(Dataset records begins)

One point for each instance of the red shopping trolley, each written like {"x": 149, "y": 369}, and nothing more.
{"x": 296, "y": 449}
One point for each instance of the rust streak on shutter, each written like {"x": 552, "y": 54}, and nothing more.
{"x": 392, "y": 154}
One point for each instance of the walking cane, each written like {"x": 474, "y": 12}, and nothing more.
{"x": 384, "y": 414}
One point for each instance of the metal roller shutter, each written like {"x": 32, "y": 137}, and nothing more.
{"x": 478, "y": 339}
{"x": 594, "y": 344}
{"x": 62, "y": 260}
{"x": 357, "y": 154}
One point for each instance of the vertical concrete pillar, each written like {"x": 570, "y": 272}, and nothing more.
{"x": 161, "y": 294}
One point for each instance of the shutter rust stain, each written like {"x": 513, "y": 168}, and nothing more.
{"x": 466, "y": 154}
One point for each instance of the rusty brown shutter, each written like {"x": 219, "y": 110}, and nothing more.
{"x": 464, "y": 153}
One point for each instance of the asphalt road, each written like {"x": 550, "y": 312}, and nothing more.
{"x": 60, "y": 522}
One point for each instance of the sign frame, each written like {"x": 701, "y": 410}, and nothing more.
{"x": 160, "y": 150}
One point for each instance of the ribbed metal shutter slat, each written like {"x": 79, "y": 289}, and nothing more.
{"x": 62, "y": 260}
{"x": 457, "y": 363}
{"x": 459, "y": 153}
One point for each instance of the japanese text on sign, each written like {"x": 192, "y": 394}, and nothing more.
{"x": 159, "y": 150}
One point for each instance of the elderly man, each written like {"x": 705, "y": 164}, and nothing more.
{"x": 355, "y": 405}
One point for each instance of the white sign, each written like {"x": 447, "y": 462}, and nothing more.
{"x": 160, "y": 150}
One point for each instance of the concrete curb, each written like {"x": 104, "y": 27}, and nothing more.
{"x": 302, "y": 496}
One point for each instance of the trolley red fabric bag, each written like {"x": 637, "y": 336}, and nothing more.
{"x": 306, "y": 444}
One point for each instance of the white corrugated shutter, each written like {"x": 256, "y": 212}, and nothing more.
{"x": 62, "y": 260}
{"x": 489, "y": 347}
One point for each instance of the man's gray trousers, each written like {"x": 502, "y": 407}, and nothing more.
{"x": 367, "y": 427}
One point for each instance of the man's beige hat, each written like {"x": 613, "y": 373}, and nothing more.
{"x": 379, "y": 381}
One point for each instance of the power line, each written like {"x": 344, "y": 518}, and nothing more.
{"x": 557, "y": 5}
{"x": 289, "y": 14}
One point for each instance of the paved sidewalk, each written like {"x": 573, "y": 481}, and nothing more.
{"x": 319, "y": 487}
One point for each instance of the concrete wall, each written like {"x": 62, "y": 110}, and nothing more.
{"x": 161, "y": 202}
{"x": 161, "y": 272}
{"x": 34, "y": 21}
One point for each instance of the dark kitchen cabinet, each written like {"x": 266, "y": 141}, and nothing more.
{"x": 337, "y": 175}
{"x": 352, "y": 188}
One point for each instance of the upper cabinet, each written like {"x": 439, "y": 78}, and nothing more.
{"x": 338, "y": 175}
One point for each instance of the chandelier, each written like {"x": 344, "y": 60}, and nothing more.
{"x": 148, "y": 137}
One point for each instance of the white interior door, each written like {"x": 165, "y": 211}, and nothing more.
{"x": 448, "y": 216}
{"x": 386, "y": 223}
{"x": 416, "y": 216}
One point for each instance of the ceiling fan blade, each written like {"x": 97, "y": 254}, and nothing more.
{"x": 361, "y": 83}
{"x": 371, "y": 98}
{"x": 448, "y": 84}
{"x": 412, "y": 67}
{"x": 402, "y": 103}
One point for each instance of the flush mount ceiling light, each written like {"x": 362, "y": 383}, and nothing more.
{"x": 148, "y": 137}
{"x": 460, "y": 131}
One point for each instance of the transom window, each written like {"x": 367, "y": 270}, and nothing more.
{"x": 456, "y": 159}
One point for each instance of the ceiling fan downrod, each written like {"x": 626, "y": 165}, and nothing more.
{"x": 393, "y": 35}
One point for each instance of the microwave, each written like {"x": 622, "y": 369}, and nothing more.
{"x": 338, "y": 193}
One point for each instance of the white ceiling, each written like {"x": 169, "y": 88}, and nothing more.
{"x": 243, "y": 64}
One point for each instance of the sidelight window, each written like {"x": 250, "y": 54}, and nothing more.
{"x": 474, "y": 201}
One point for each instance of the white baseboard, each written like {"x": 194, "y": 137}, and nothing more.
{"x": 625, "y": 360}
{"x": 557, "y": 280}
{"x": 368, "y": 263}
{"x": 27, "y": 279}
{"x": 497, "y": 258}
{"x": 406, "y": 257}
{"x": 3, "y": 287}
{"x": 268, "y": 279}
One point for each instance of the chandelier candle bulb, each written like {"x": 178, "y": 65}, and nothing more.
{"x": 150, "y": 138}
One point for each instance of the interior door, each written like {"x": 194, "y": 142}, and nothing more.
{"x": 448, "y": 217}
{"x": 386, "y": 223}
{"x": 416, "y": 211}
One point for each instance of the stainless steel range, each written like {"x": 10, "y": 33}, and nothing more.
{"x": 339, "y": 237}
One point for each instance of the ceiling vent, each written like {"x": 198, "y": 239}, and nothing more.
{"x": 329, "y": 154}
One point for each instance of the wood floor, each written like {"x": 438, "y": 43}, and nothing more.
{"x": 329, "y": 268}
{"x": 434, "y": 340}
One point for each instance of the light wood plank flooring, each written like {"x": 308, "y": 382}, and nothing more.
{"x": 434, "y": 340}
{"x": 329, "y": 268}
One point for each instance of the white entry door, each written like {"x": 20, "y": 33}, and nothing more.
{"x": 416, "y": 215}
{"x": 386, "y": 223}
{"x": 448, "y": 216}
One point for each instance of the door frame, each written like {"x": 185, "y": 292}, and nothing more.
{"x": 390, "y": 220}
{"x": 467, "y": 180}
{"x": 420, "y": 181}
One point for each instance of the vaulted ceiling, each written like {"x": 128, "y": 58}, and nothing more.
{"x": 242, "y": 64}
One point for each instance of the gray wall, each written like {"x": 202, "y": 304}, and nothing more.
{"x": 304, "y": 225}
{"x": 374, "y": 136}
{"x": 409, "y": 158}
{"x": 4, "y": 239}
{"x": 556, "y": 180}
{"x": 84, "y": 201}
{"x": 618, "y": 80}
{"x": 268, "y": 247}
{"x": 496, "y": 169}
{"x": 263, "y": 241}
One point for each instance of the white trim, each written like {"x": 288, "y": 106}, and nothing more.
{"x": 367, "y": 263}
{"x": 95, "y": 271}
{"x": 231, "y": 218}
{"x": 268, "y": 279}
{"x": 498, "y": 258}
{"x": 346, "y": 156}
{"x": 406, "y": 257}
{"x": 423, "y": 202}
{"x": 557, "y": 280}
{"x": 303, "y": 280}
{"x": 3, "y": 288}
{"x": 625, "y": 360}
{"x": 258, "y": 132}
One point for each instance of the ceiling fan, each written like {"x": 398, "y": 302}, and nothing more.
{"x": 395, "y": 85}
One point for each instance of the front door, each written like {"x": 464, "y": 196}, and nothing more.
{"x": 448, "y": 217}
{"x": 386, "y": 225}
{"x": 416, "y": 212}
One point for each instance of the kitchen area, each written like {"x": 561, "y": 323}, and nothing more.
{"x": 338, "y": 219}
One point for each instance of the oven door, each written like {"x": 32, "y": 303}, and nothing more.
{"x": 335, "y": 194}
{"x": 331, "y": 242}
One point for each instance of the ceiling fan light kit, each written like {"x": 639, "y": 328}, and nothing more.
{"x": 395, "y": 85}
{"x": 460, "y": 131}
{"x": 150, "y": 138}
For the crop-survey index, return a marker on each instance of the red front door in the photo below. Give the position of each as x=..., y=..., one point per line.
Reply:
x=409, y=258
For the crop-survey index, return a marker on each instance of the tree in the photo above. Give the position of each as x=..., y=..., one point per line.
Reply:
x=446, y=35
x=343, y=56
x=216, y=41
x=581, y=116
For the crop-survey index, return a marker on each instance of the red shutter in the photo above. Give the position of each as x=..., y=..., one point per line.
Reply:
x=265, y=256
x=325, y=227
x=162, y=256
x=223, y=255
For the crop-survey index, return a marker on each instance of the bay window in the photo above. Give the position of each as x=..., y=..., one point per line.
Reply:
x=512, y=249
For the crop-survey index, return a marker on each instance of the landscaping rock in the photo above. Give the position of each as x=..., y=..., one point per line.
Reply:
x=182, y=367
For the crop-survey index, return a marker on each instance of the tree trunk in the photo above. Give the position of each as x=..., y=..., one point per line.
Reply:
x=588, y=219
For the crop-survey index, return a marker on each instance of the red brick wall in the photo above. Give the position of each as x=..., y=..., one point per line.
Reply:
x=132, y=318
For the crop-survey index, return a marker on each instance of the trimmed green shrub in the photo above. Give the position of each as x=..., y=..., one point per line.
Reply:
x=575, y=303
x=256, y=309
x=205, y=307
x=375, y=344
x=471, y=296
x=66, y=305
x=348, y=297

(Dataset records ends)
(Dataset records begins)

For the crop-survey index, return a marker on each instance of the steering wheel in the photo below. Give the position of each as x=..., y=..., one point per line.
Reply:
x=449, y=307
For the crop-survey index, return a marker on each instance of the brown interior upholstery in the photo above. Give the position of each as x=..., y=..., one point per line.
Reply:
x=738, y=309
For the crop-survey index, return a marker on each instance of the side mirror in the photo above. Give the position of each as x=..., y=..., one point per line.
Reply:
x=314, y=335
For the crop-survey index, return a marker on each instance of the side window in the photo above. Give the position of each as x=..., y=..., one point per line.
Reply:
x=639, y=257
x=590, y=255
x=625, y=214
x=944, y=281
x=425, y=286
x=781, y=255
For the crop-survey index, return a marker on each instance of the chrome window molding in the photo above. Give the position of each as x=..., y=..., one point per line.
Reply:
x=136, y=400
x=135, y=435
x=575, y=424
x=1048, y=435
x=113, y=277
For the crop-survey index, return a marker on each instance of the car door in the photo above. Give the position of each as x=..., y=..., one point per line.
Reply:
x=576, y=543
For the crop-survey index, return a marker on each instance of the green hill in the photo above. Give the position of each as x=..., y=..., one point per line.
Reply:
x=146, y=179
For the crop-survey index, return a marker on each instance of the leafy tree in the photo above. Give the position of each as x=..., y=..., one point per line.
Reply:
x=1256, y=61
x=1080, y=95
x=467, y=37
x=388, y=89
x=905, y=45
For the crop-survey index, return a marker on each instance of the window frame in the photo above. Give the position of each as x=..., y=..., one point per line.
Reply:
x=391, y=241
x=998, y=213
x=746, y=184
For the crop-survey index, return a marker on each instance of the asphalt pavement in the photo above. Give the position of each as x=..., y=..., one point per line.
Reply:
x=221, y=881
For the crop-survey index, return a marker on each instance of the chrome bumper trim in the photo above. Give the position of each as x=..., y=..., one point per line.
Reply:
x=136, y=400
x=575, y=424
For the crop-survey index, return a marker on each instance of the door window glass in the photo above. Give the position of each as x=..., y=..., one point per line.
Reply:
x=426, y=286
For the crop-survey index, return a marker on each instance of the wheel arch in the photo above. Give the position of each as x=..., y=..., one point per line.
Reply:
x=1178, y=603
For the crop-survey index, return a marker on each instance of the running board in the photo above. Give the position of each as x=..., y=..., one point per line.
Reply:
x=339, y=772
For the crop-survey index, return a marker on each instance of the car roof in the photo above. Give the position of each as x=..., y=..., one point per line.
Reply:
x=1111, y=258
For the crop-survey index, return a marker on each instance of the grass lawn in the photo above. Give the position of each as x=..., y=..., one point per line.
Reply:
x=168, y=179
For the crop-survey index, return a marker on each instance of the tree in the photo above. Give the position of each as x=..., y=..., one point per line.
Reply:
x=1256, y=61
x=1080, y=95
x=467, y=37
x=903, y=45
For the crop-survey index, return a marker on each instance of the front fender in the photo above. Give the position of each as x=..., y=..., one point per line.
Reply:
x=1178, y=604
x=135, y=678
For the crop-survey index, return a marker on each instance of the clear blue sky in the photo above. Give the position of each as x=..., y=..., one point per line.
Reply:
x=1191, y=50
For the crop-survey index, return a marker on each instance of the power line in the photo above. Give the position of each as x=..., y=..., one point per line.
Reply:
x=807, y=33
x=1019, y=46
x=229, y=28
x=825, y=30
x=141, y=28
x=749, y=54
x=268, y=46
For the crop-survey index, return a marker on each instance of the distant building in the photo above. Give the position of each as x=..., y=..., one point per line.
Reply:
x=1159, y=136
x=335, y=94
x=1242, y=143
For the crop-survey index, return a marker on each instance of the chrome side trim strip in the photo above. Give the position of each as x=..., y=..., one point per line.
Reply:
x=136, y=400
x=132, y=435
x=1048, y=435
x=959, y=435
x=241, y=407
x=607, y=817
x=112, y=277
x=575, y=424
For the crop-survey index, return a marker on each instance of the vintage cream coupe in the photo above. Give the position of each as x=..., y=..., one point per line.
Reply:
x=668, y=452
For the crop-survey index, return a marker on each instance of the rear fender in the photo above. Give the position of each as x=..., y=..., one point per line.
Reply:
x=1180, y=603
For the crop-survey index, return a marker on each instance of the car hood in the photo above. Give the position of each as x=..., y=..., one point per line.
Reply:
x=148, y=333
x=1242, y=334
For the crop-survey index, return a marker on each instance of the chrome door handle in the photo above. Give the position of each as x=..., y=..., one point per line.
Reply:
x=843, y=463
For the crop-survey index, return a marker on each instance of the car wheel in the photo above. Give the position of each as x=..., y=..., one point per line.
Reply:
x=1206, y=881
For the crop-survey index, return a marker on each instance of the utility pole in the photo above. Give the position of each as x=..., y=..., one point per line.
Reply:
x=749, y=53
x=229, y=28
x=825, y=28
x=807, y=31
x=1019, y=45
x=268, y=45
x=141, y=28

(Dataset records ends)
(Dataset records begins)

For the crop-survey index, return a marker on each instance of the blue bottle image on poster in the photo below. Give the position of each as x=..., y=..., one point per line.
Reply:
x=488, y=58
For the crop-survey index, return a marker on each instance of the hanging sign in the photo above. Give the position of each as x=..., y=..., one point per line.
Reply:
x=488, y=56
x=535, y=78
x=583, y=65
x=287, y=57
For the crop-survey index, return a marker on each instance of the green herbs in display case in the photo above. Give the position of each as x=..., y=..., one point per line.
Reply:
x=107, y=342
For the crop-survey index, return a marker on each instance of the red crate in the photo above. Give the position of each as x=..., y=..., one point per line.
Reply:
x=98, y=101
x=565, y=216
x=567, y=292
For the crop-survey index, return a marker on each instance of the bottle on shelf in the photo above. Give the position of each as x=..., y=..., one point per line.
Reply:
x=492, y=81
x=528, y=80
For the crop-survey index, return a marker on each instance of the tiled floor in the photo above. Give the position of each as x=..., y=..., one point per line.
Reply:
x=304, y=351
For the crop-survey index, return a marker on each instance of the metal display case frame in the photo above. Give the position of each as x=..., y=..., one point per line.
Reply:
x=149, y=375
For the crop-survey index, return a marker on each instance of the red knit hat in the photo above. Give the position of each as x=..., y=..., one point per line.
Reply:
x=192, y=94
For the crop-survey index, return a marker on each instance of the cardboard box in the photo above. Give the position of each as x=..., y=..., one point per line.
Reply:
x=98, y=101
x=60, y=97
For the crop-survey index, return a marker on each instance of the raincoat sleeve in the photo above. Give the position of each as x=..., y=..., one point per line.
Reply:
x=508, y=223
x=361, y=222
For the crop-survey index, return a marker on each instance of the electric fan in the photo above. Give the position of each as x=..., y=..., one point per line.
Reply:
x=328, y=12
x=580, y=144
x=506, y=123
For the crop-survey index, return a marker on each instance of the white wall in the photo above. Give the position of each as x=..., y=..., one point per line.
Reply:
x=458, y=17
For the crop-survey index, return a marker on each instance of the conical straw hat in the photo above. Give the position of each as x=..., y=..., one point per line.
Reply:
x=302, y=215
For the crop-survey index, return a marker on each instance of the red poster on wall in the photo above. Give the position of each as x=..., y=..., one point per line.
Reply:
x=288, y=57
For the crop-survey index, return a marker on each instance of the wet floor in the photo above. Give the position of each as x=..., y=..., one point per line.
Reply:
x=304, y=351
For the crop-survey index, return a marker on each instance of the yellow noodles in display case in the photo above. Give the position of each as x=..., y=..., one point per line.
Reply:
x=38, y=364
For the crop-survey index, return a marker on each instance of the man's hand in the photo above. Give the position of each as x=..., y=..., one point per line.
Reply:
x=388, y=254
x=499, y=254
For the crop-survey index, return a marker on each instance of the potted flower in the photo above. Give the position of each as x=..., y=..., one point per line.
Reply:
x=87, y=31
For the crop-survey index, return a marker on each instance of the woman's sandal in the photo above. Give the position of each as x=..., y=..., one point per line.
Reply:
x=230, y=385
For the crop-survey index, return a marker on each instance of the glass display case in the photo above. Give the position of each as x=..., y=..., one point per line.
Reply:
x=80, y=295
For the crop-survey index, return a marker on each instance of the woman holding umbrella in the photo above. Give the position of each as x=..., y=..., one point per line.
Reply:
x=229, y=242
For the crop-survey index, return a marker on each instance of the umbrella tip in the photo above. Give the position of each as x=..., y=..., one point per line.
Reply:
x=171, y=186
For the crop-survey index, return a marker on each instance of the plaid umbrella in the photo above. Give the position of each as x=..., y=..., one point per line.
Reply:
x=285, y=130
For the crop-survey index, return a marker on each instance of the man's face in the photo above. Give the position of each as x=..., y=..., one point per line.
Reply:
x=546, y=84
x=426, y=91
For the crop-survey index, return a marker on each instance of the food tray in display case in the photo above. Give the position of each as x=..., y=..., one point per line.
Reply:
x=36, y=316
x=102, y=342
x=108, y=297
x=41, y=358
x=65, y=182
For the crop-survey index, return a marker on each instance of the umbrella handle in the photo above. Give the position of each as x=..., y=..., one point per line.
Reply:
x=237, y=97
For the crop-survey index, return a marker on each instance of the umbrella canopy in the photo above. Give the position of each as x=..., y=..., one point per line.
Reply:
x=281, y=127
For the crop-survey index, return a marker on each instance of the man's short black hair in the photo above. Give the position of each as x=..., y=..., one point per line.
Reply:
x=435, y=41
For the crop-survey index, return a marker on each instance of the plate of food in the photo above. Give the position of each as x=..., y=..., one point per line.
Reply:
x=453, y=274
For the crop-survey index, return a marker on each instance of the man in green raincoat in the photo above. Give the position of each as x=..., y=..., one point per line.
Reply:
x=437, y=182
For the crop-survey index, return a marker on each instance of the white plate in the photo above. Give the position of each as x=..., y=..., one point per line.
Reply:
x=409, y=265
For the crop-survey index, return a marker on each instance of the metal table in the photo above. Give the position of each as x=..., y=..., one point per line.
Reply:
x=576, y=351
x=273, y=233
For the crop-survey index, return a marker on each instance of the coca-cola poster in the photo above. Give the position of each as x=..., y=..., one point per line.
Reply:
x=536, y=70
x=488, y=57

(Dataset records ends)

## [Work task]
Report only how many lines above include "woman".

## [Exercise answer]
2